## [What is expected]
Return nothing but the lines from the line containing "Exercise. Point to the window" through the last line of the records, reproduced exactly.
== Record extracts
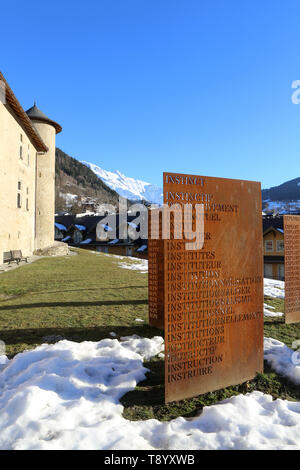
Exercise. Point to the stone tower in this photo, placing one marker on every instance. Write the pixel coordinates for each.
(45, 178)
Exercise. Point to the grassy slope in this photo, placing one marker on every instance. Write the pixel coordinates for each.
(85, 297)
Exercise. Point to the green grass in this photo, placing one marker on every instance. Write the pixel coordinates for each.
(85, 297)
(82, 297)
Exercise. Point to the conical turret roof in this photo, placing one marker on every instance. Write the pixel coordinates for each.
(35, 114)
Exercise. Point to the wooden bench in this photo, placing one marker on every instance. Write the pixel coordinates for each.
(7, 257)
(17, 256)
(14, 256)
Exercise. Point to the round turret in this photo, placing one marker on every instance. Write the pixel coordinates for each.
(45, 178)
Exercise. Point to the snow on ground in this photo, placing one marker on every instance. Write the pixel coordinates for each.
(136, 264)
(282, 359)
(274, 288)
(66, 396)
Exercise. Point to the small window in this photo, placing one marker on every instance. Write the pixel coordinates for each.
(280, 245)
(269, 245)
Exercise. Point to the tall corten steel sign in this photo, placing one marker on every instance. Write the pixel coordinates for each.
(292, 267)
(208, 298)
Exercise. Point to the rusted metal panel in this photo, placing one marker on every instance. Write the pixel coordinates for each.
(155, 269)
(292, 267)
(213, 297)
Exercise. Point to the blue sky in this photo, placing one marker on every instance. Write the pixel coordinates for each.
(146, 86)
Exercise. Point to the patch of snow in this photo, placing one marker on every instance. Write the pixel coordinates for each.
(81, 228)
(274, 288)
(86, 242)
(282, 359)
(66, 396)
(137, 265)
(60, 226)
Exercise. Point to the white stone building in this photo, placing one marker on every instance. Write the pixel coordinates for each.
(27, 175)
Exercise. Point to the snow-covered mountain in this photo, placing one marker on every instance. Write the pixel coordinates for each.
(282, 199)
(130, 188)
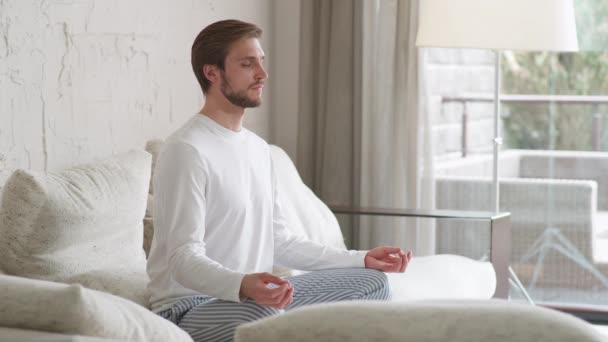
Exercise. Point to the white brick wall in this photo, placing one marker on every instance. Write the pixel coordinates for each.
(84, 79)
(458, 72)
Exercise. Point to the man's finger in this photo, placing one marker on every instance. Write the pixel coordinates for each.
(404, 262)
(277, 292)
(286, 299)
(269, 278)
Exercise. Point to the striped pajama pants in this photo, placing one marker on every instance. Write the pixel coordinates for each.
(211, 319)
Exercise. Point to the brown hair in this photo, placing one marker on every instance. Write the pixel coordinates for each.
(212, 44)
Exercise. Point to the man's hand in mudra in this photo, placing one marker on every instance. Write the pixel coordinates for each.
(387, 259)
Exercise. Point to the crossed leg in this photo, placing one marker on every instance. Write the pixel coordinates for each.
(211, 319)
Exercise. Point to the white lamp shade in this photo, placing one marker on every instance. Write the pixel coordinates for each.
(529, 25)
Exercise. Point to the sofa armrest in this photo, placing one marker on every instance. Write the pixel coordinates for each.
(577, 165)
(23, 335)
(500, 232)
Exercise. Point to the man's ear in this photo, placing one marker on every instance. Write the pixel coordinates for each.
(211, 72)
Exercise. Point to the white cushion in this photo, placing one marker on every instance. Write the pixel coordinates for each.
(455, 321)
(82, 225)
(443, 277)
(72, 309)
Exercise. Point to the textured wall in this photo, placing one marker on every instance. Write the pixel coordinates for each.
(84, 79)
(458, 72)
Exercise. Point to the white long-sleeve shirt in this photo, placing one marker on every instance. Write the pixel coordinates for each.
(217, 217)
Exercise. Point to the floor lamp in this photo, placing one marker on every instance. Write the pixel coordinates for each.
(523, 25)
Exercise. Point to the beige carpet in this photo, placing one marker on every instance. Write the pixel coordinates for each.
(603, 329)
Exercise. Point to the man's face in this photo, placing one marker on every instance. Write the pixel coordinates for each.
(242, 79)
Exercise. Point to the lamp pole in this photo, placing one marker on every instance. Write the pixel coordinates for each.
(497, 139)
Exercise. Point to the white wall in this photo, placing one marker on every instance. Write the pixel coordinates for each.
(84, 79)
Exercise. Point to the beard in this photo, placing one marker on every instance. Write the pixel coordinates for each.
(237, 98)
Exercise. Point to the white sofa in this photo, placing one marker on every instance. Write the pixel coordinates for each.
(558, 202)
(71, 248)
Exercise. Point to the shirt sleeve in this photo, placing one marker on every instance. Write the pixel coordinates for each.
(180, 209)
(298, 252)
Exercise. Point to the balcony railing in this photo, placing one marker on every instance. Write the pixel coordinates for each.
(506, 98)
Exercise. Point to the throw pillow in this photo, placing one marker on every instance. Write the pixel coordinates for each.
(72, 309)
(81, 225)
(454, 321)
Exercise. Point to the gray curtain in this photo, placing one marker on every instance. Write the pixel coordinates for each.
(363, 139)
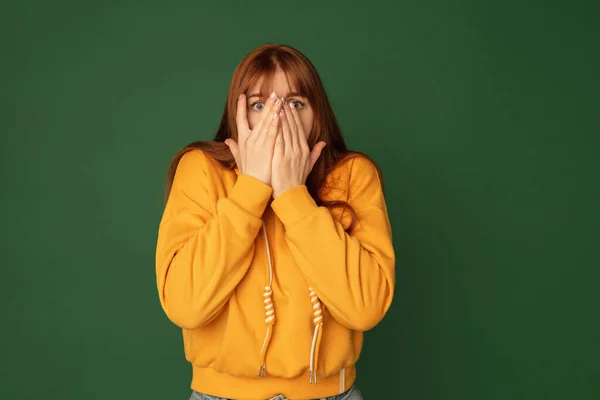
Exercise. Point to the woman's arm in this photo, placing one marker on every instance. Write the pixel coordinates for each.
(353, 274)
(205, 244)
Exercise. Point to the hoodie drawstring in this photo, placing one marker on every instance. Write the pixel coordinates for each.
(316, 343)
(269, 310)
(270, 320)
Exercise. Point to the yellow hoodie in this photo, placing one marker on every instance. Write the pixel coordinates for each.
(273, 296)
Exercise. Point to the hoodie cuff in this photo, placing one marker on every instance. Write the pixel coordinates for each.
(293, 205)
(251, 194)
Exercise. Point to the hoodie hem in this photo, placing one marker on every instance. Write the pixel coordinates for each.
(211, 382)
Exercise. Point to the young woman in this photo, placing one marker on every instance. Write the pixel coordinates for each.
(274, 252)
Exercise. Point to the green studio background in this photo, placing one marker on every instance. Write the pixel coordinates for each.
(482, 115)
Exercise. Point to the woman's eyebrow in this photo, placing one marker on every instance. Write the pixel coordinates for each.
(290, 94)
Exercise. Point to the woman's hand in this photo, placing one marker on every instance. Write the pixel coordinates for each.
(253, 152)
(292, 159)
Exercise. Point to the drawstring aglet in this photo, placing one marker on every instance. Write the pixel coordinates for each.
(262, 373)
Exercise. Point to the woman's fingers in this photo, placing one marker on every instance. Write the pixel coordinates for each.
(235, 151)
(299, 142)
(315, 153)
(269, 137)
(286, 130)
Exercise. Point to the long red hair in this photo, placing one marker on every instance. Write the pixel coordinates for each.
(302, 75)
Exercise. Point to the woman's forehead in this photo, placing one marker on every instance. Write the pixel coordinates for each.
(278, 83)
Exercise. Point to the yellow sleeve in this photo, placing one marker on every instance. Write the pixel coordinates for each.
(353, 274)
(205, 243)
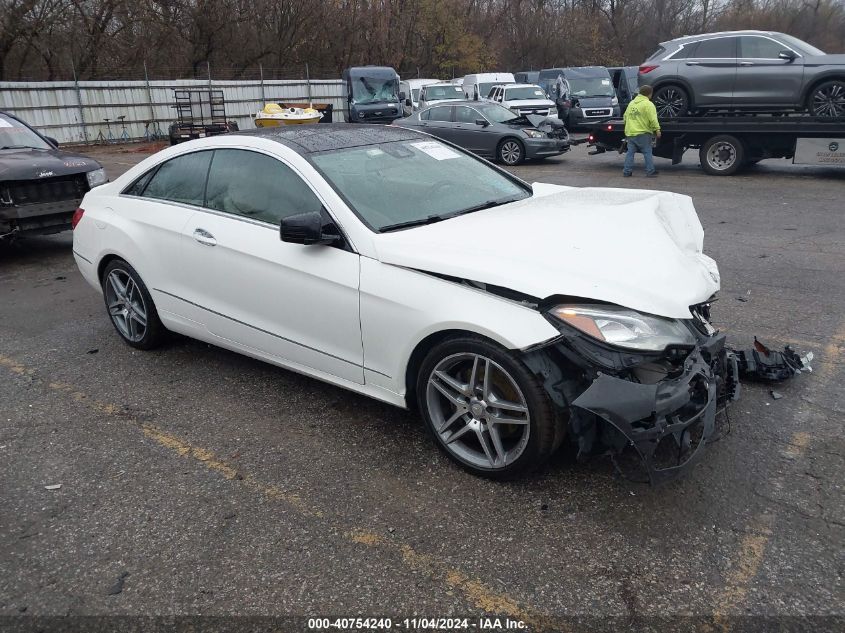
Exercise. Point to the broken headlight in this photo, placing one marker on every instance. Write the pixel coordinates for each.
(623, 327)
(96, 178)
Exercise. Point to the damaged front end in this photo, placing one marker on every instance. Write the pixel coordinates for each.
(662, 405)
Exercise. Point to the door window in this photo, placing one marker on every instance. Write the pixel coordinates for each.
(257, 186)
(443, 113)
(718, 48)
(760, 48)
(181, 179)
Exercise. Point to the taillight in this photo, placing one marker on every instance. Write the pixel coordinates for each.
(77, 216)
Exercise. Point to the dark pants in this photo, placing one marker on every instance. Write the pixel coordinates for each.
(641, 143)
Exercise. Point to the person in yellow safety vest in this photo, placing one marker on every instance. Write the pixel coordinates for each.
(641, 126)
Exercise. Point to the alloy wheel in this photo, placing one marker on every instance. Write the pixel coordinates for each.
(829, 100)
(478, 411)
(126, 305)
(511, 152)
(721, 156)
(670, 103)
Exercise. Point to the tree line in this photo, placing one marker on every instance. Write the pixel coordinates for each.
(276, 39)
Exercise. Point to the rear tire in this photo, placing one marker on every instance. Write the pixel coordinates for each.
(722, 155)
(130, 306)
(671, 102)
(827, 99)
(485, 409)
(511, 152)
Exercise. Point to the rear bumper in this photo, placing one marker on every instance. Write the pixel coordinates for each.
(541, 147)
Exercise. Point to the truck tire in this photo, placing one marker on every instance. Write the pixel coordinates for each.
(722, 155)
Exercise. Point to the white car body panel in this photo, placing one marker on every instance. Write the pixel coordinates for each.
(354, 318)
(638, 249)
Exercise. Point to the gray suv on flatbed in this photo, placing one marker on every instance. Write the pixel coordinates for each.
(744, 70)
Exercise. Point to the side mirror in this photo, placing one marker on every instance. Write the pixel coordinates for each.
(305, 228)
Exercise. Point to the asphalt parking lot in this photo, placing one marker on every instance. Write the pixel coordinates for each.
(196, 481)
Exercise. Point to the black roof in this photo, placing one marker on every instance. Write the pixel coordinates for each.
(319, 137)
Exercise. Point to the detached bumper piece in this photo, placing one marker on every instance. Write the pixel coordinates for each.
(761, 363)
(667, 423)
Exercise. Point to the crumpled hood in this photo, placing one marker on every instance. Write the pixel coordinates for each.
(35, 164)
(638, 249)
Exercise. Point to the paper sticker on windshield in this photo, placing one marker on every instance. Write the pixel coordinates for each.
(436, 150)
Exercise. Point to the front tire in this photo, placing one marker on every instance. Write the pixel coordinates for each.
(671, 102)
(485, 409)
(828, 99)
(130, 306)
(722, 155)
(511, 152)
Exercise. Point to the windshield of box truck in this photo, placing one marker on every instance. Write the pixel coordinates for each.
(368, 89)
(599, 86)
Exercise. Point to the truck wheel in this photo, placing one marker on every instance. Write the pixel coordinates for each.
(722, 155)
(671, 102)
(828, 99)
(511, 151)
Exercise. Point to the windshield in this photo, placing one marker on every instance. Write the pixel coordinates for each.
(524, 93)
(374, 89)
(495, 113)
(590, 87)
(415, 181)
(14, 134)
(801, 46)
(442, 93)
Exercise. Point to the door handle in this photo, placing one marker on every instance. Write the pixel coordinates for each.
(204, 237)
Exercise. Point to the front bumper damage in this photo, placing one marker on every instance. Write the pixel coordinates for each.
(665, 408)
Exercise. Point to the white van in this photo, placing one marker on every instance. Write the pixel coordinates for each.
(478, 86)
(524, 99)
(411, 88)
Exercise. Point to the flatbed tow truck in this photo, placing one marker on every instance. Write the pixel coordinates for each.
(728, 142)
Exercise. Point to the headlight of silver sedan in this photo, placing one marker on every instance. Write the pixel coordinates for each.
(623, 327)
(96, 178)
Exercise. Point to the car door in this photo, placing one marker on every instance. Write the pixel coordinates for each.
(291, 302)
(711, 71)
(467, 133)
(153, 212)
(439, 122)
(763, 78)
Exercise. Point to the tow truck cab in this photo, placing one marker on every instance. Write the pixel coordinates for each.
(371, 94)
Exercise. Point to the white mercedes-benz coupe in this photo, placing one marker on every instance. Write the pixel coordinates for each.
(513, 316)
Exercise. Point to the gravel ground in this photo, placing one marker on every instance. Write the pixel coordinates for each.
(198, 482)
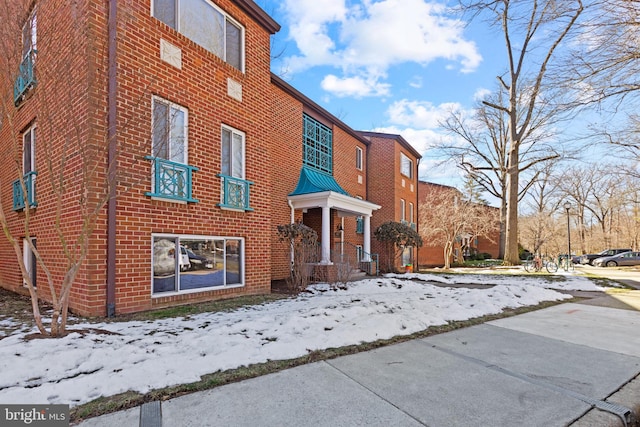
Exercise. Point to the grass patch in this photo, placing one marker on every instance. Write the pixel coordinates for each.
(128, 400)
(607, 283)
(224, 305)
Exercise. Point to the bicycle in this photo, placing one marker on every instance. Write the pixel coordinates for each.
(566, 263)
(535, 265)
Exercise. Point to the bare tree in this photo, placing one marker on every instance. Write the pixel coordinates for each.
(481, 149)
(445, 218)
(539, 228)
(533, 31)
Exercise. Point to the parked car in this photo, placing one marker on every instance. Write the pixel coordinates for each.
(197, 261)
(588, 258)
(625, 258)
(164, 261)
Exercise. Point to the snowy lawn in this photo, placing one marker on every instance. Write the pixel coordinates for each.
(141, 356)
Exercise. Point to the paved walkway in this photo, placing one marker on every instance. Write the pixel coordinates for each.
(545, 368)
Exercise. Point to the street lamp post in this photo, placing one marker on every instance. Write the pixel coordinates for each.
(567, 206)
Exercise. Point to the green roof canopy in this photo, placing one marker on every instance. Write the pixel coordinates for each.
(313, 181)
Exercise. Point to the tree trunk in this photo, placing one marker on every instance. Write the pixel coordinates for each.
(511, 256)
(448, 250)
(503, 216)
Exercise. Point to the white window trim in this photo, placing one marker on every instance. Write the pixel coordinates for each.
(359, 158)
(155, 99)
(243, 52)
(244, 146)
(403, 159)
(32, 131)
(177, 238)
(27, 257)
(32, 21)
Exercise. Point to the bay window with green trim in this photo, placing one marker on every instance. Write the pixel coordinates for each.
(317, 145)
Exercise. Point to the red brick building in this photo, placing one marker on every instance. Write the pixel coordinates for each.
(393, 184)
(206, 150)
(432, 254)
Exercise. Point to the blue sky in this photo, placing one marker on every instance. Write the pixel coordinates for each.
(393, 66)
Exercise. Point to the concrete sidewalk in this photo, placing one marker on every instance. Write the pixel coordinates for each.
(545, 368)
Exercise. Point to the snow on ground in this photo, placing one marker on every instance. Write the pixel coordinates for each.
(142, 356)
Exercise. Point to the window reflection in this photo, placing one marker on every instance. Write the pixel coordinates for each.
(200, 263)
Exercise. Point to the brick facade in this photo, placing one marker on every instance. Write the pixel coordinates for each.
(432, 255)
(384, 157)
(155, 64)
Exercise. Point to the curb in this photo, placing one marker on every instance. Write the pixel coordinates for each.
(627, 396)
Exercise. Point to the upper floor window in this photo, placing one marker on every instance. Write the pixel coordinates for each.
(358, 158)
(406, 166)
(26, 77)
(235, 189)
(171, 175)
(232, 152)
(29, 150)
(169, 131)
(206, 24)
(30, 35)
(20, 198)
(317, 145)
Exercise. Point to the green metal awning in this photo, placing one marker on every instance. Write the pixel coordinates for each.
(313, 181)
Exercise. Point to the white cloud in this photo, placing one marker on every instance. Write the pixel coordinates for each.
(481, 94)
(356, 87)
(366, 39)
(416, 82)
(420, 114)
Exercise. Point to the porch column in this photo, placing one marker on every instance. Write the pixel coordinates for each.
(366, 247)
(326, 236)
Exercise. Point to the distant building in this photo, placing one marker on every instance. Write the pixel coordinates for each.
(432, 255)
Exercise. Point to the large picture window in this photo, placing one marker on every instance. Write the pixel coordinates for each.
(205, 24)
(192, 263)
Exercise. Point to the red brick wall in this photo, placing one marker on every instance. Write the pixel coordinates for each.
(67, 107)
(431, 255)
(201, 87)
(384, 164)
(287, 125)
(286, 155)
====
## [Exercise result]
Exercise. Point to the window reflection in this photo, placing one marker on every instance. Write the pixel coordinates for each.
(200, 263)
Exercise. Point to the brick facade in this photo, placing one marker on every instance. Write the pixel coordinates for each.
(432, 255)
(384, 157)
(155, 64)
Exercise. Point to the curb in this photo, placing one marker on every instance. Write the pixel coordinates for each.
(627, 396)
Exercise. Point to the upper floor window in this photo, placing one marker on every instance. Write the pixel coordinates for each.
(358, 158)
(406, 166)
(26, 77)
(235, 189)
(171, 175)
(232, 152)
(29, 150)
(169, 131)
(206, 24)
(30, 35)
(20, 198)
(317, 145)
Exercise. Point to the green metal awning in this photo, placing one marker on every instance. Write the pixel coordinates for each.
(313, 181)
Exercise. Point to the white cloud in this photo, placing one marker on every instance. Write the pixel coordinates for each.
(481, 94)
(356, 87)
(366, 39)
(416, 82)
(420, 114)
Exercise. Point to the porch column in this photo, placing one marker on every instance. Write the pixel coordinates for each.
(366, 247)
(326, 236)
Exercise. Point to the distant building in this photo, placing one marker on every instance. Write the pixel coordinates for each.
(432, 255)
Exercise. Point to the large picture window in this photo, placing one marker on every instance. Write the pixel coordinates for each.
(205, 24)
(192, 263)
Exercise. Point to the red brick wall in this photo, placing one marker on every instance. Write the pixel coordinates for each.
(67, 107)
(431, 255)
(201, 87)
(384, 164)
(287, 125)
(286, 155)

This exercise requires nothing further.